■ **What to do**:
Copy the passage about reaching the moon with magic, starting with "So, magic doesn't" and going on through "these, as well.", substituting "void" for "vacuum".

■ **Document section**:

So, the world is what we know, but with magic added. "So?" you ask?

So, magic doesn't change the Universe. The moon is still a dead, airless world. It still rotates around the Earth in a vacuum. Getting to the moon by climbing would take far more than a day. It would also require magic to overcome both the airless vacuum, and the pressure differential between the 14.7 psi and the nearly-zero of vacuum.

D&D 1e-3.5e has no spells for this.

(I have similar objections to the lack of spells allowing for exploration of the ocean floor.)

So, like I said, I have a problem with such adventures straining my suspension of disbelief past the breaking point. Now some D&D books posit such explanations as atmosphere between the Earth and moon (which, of course, means either that the moon doesn't move, or that it burns up from atmospheric friction). YMMV, but I have to reject these, as well.

The first problem (distance to the moon) is easily enough solved by having the "magic bridge" transport them at incredible speeds. Zap! You're there! Stay for more than a few hours, however, and you're stuck for a month.

Airlessness isn't so much of a problem, as long as the PCs are of high enough level... They will need protection from Heat (sunlit vacuum, on the moon, is about 245 degrees F), Cold (approaching absolute zero, on the dark side), and an Ioun Stone or Necklace of Adaptation to let them adventure without air.

Entries from a point annotation set
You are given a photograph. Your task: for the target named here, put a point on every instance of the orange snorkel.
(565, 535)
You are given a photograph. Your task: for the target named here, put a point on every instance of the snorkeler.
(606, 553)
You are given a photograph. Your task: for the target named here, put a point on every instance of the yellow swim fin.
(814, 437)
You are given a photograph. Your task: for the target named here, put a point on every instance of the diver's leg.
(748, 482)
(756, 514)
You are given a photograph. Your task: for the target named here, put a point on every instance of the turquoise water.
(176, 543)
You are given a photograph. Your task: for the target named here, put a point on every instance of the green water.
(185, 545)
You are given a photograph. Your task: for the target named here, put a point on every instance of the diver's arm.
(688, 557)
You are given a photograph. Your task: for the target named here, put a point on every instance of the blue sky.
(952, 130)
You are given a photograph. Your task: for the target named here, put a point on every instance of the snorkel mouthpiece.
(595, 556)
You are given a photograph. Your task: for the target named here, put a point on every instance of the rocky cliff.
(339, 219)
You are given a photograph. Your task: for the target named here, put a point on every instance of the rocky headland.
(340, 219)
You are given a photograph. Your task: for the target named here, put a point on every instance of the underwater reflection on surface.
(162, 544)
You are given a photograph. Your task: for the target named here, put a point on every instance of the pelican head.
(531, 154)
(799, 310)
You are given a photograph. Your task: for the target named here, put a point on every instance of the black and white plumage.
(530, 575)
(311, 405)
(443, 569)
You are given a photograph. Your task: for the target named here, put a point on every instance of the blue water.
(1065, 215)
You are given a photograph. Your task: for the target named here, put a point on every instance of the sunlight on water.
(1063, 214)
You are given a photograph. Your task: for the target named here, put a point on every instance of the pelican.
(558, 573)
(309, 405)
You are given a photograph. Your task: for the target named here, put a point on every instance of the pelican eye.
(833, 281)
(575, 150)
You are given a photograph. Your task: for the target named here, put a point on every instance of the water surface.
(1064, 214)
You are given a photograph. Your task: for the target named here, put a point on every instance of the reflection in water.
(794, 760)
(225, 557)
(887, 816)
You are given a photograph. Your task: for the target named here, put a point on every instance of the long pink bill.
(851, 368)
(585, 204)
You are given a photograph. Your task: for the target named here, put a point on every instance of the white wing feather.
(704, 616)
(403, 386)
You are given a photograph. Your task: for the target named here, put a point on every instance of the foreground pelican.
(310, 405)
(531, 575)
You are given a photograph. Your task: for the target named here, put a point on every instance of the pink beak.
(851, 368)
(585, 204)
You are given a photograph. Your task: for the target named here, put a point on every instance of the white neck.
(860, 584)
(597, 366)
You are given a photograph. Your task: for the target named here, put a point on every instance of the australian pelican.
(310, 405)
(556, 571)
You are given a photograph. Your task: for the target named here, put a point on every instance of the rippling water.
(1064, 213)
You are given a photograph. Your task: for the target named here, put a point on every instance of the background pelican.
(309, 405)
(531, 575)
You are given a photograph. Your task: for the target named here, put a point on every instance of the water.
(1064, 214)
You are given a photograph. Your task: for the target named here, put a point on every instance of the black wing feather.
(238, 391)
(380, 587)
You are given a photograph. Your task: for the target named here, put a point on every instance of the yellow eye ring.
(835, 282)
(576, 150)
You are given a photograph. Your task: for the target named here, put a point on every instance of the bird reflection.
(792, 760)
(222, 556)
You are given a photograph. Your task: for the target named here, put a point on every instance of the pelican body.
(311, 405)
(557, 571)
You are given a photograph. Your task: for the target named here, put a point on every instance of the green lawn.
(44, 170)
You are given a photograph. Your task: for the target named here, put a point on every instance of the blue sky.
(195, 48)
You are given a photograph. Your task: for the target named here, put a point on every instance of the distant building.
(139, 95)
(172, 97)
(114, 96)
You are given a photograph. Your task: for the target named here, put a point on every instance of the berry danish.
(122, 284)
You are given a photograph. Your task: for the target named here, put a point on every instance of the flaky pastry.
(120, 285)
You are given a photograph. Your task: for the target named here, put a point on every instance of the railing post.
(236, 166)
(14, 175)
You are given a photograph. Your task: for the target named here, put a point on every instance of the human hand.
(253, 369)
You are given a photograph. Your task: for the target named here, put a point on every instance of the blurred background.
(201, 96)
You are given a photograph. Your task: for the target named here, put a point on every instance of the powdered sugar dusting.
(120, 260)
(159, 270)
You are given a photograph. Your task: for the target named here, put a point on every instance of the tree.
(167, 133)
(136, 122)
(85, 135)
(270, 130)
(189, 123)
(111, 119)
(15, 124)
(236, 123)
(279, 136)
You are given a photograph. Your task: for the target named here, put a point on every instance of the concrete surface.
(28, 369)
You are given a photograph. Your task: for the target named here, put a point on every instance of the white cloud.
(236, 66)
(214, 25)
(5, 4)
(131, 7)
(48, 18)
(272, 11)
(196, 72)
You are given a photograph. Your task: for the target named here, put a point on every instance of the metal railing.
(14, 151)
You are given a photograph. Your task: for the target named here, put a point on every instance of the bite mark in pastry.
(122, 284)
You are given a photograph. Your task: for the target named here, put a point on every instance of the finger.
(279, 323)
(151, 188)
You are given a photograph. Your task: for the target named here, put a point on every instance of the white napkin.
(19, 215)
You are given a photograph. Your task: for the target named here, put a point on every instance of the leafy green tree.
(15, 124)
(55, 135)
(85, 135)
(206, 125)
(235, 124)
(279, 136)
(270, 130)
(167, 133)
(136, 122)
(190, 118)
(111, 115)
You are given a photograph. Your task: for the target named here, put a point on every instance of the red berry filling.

■ **Task solution**:
So, magic doesn't change the Universe. The moon is still a dead, airless world. It still rotates around the Earth in a void. Getting to the moon by climbing would take far more than a day. It would also require magic to overcome both the airless void, and the pressure differential between the 14.7 psi and the nearly-zero of void.

D&D 1e-3.5e has no spells for this.

(I have similar objections to the lack of spells allowing for exploration of the ocean floor.)

So, like I said, I have a problem with such adventures straining my suspension of disbelief past the breaking point. Now some D&D books posit such explanations as atmosphere between the Earth and moon (which, of course, means either that the moon doesn't move, or that it burns up from atmospheric friction). YMMV, but I have to reject these, as well.